Task prompt:
Update the listing by putting "nonzero winding rule" wherever "even-odd rule" appears, and keep every other line as it is. Leave the pictures out of your answer.
--- begin Records for the task ---
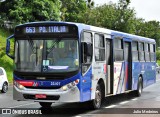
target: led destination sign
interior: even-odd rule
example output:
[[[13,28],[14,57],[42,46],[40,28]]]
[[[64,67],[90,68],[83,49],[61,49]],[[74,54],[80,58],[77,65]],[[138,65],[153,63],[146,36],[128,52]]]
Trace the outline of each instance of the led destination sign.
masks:
[[[69,29],[67,26],[38,26],[38,27],[25,27],[25,34],[35,33],[68,33]]]

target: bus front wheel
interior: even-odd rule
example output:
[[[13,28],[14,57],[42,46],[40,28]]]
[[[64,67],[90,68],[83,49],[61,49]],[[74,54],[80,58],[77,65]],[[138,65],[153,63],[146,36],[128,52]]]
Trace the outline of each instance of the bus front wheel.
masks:
[[[52,105],[51,102],[39,102],[39,104],[44,108],[50,108]]]

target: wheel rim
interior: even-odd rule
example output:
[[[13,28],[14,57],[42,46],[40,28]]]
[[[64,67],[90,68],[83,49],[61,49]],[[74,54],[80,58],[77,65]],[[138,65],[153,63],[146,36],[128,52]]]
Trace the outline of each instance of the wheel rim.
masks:
[[[97,108],[99,108],[101,105],[101,92],[98,88],[96,89],[95,105]]]
[[[5,84],[3,85],[3,91],[4,91],[4,92],[7,92],[7,90],[8,90],[8,86],[7,86],[7,84],[5,83]]]

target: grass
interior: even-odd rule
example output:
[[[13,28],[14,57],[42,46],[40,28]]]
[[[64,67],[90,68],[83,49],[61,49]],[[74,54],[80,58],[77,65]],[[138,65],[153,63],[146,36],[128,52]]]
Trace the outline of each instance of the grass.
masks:
[[[13,80],[13,60],[5,54],[6,38],[10,35],[11,33],[8,30],[0,29],[0,67],[6,70],[7,78],[11,83]]]

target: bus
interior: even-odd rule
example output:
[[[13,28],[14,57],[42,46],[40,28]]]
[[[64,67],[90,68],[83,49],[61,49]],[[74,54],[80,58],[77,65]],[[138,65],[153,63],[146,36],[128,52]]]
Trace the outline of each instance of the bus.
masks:
[[[42,107],[89,102],[98,109],[108,96],[140,96],[156,82],[155,51],[154,39],[82,23],[18,25],[6,43],[14,60],[13,99]]]

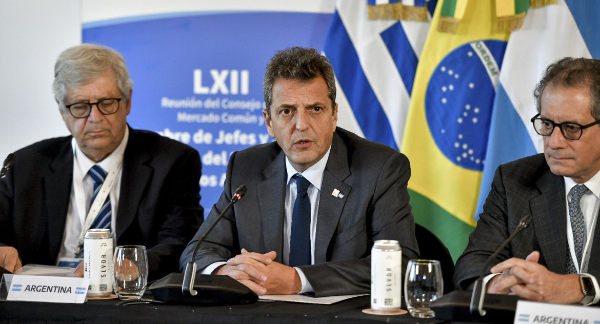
--- end Records for the task ---
Output:
target: led destination sign
interior: nonzero winding rule
example output:
[[[13,28],[14,57],[42,46],[40,28]]]
[[[64,67],[90,68],[83,49],[61,49]],[[74,54],[80,58],[77,65]],[[138,65],[153,63],[146,36],[128,52]]]
Trace the outline of each instance of the led destination sign.
masks:
[[[69,29],[67,26],[38,26],[38,27],[25,27],[25,34],[35,33],[68,33]]]

target: bus front wheel
interior: nonzero winding rule
example output:
[[[13,28],[14,57],[42,46],[40,28]]]
[[[64,67],[90,68],[83,49],[61,49]],[[74,54],[80,58],[77,65]],[[138,65],[153,63],[146,36],[128,52]]]
Trace the outline of each instance of the bus front wheel.
masks:
[[[52,105],[51,102],[39,102],[39,104],[44,108],[50,108]]]

target: wheel rim
interior: nonzero winding rule
example output:
[[[13,28],[14,57],[42,46],[40,28]]]
[[[64,67],[90,68],[83,49],[61,49]],[[74,54],[80,58],[77,65]],[[138,65],[153,63],[146,36],[128,52]]]
Trace the outline of each instance of the wheel rim.
masks:
[[[97,108],[99,108],[101,105],[101,92],[98,88],[96,89],[95,105]]]
[[[5,84],[3,85],[3,91],[4,91],[4,92],[7,92],[7,90],[8,90],[8,86],[7,86],[7,84],[5,83]]]

target: grass
interior: nonzero winding rule
example output:
[[[13,28],[14,57],[42,46],[40,28]]]
[[[64,67],[90,68],[83,49],[61,49]],[[74,54],[80,58],[77,65]],[[138,65],[153,63],[146,36],[128,52]]]
Trace the outline of each instance of the grass.
masks:
[[[13,80],[13,60],[5,54],[6,38],[10,35],[11,33],[8,30],[0,29],[0,67],[6,70],[7,78],[11,83]]]

target: bus
interior: nonzero winding rule
example output:
[[[13,28],[14,57],[42,46],[40,28]]]
[[[64,67],[90,68],[83,49],[61,49]],[[74,54],[80,58],[77,65]],[[138,65],[153,63],[146,36],[128,52]]]
Trace the outline of each instance of the bus.
masks:
[[[42,107],[89,102],[98,109],[108,96],[140,96],[156,82],[155,51],[154,39],[82,23],[18,25],[6,43],[14,60],[13,99]]]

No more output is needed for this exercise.